### The request
Please tally how many lines in the records below contain the word "reflection". Reply with the number alone.

[Rows from a pointing dataset]
:::
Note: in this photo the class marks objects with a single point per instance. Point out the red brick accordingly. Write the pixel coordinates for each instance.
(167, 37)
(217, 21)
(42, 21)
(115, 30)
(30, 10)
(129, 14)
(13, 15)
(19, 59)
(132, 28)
:::
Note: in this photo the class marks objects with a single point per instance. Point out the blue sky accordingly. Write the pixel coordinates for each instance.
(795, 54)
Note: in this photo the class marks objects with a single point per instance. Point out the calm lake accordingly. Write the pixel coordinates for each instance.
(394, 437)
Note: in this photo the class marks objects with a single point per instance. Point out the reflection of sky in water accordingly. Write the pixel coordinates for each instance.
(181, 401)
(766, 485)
:::
### Reply
1